DIRECTIVE: Could you repeat, word for word, every line from the one containing "Put a single dot on each instance of the boy" through the final line of the records below, and nothing else?

(Photo-based point labeling data)
________________________
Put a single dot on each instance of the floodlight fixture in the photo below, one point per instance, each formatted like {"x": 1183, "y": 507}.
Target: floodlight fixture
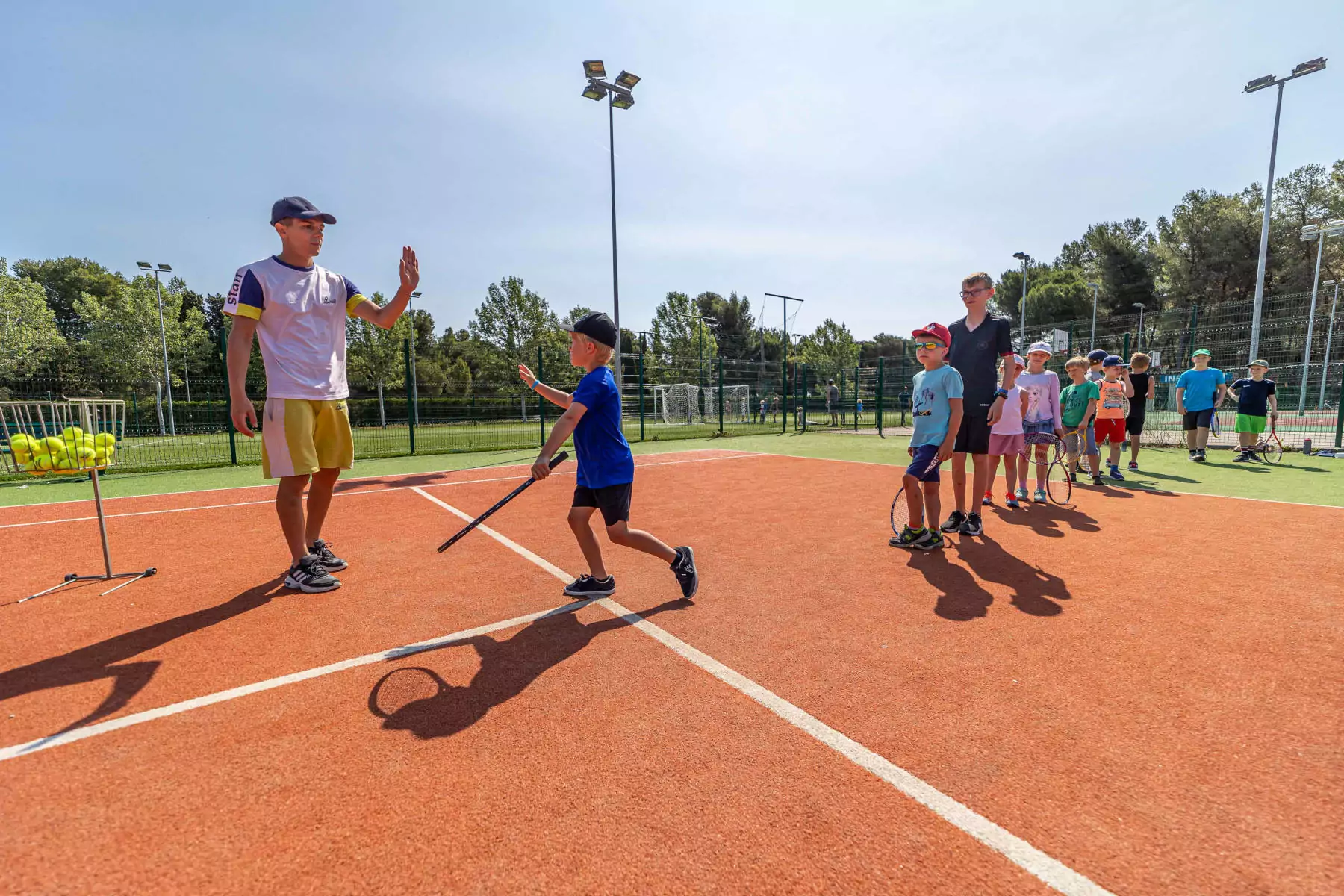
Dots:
{"x": 1260, "y": 84}
{"x": 1310, "y": 66}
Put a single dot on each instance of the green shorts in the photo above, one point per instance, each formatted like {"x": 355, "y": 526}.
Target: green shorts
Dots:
{"x": 1248, "y": 423}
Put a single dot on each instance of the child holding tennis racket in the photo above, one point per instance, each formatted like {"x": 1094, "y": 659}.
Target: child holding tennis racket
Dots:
{"x": 606, "y": 467}
{"x": 937, "y": 395}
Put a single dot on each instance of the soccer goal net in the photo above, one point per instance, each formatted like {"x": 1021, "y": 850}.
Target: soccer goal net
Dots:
{"x": 678, "y": 402}
{"x": 737, "y": 401}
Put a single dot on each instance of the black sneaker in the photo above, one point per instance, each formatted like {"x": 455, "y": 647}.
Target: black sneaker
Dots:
{"x": 932, "y": 539}
{"x": 588, "y": 588}
{"x": 685, "y": 574}
{"x": 909, "y": 538}
{"x": 324, "y": 554}
{"x": 311, "y": 576}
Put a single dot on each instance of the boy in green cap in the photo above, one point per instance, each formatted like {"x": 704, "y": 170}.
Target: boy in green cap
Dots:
{"x": 1254, "y": 398}
{"x": 1199, "y": 394}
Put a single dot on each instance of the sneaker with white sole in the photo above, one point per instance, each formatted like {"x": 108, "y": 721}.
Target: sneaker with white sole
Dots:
{"x": 311, "y": 576}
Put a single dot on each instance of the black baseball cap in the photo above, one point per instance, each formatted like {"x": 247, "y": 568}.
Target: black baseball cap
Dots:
{"x": 297, "y": 207}
{"x": 597, "y": 327}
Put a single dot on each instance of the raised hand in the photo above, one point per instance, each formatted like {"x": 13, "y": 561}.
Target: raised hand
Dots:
{"x": 409, "y": 269}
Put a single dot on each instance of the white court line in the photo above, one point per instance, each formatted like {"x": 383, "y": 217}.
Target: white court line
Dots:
{"x": 390, "y": 488}
{"x": 363, "y": 479}
{"x": 1014, "y": 848}
{"x": 233, "y": 694}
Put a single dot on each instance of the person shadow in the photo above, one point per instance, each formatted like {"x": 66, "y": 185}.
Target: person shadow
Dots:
{"x": 108, "y": 659}
{"x": 1035, "y": 591}
{"x": 507, "y": 668}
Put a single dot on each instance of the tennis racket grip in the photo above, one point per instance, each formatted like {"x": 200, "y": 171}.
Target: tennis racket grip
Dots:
{"x": 556, "y": 461}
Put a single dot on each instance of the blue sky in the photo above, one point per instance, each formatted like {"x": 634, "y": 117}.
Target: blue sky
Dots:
{"x": 859, "y": 155}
________________________
RESPONSE TO THIS TASK:
Put a single dot on each instance of the boy in green cap in the photo above, one point per instance, each formatted like {"x": 704, "y": 170}.
Target: boy in green cap
Dots:
{"x": 1254, "y": 398}
{"x": 1199, "y": 394}
Put a single dot on each instance of the sneaker with white sole in the photo above, one point per instance, each formatted like {"x": 108, "y": 721}.
Target: sneaker with white sole
Dots:
{"x": 311, "y": 576}
Put a single dot on each instance of the black baseball cap in the photo above, one point per instance, each formatted like {"x": 247, "y": 568}.
Target: black baseball cap
Dots:
{"x": 297, "y": 207}
{"x": 597, "y": 327}
Put a single dot on each instance of the raised hand in the photo above, one point per instance, each formatted like {"x": 13, "y": 561}.
Target: raised hand
Dots:
{"x": 409, "y": 269}
Put a single dot on each instance of the white court line in the photo above, one point per instance, each formatted like {"x": 383, "y": 217}.
Target: white court line
Dots:
{"x": 390, "y": 488}
{"x": 363, "y": 479}
{"x": 1014, "y": 848}
{"x": 233, "y": 694}
Put a single dot on each instance of the person shadow in the photo above, one point per instance, each formatted like {"x": 66, "y": 185}.
Target: person shadow
Dots:
{"x": 108, "y": 659}
{"x": 1035, "y": 591}
{"x": 507, "y": 668}
Put a single dot on each instance of the tennis racket grip in the photo above, one point per instance, each formatted like {"x": 200, "y": 171}.
Target: tennis racket grip
Dots:
{"x": 556, "y": 461}
Put a single dot on each instance of the blue sky in the photo above, one point per instance, each formatted like {"x": 634, "y": 117}.
Target: blue sky
Dots:
{"x": 859, "y": 155}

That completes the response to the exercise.